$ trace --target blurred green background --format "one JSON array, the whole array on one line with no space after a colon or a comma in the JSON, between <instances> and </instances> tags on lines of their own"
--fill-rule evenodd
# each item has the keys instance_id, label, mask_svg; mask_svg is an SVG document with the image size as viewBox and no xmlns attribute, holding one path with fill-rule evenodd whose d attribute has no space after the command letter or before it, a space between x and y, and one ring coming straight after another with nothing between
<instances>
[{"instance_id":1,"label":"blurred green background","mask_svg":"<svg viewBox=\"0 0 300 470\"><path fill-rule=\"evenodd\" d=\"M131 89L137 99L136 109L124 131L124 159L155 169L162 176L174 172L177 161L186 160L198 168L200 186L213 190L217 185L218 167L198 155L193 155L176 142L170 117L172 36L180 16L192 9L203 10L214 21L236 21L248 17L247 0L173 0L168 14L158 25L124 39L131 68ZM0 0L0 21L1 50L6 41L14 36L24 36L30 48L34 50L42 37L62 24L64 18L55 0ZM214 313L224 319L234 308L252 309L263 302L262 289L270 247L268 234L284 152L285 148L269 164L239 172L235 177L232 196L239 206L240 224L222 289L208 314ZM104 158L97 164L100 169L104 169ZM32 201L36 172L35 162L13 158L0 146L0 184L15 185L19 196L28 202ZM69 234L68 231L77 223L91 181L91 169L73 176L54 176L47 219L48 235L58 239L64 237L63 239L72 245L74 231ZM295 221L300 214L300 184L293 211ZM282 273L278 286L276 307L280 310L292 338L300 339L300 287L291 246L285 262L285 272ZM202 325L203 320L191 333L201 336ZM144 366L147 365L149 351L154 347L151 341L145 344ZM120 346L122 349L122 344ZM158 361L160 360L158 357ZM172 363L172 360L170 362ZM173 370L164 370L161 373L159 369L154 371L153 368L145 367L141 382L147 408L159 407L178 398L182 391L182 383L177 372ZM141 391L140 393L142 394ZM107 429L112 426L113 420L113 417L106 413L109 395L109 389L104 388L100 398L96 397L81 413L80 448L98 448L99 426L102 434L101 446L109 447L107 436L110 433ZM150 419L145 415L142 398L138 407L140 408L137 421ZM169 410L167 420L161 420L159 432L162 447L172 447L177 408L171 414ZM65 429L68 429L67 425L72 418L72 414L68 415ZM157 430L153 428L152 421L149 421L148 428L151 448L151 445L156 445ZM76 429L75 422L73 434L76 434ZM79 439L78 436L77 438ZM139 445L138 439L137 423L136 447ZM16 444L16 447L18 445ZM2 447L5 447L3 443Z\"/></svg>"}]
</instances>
---
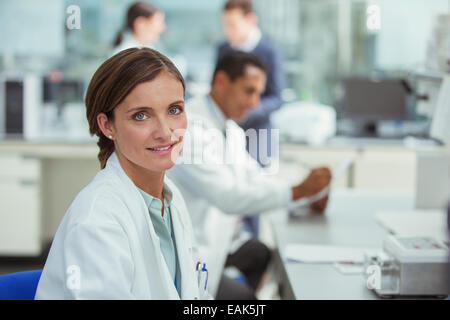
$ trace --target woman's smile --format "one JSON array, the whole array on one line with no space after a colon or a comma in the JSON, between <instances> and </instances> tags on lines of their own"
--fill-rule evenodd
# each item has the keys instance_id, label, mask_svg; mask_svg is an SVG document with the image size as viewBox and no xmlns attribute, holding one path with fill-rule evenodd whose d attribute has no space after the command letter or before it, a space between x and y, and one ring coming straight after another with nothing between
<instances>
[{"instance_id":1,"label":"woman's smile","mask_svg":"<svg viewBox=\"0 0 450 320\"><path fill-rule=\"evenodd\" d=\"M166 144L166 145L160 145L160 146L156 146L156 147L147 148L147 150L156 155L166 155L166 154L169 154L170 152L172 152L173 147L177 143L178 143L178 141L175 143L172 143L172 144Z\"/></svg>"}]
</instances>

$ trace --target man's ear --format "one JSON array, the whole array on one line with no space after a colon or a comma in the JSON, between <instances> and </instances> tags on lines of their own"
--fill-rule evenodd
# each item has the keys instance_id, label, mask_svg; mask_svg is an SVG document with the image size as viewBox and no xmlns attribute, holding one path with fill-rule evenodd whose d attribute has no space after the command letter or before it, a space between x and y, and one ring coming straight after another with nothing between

» **YOUR OBJECTIVE**: Locate the word "lines" in the entries, and copy every line where it is found.

» **WRITTEN RESPONSE**:
$ trace --target blurred green background --format "one JSON array, the whole array on one line with no space after a colon or a comma in the JSON, between <instances> and </instances> tags on lines of their own"
$ trace --target woman's smile --format "one JSON array, the whole array on one line with no space after a colon or a comma in the JSON, between <instances> and </instances> tags on lines of their own"
$ trace --target man's ear --format "one JSON array, the whole array on one line with no space after a colon or a comma in the JSON, between <instances> and </instances> tags on lines of their own"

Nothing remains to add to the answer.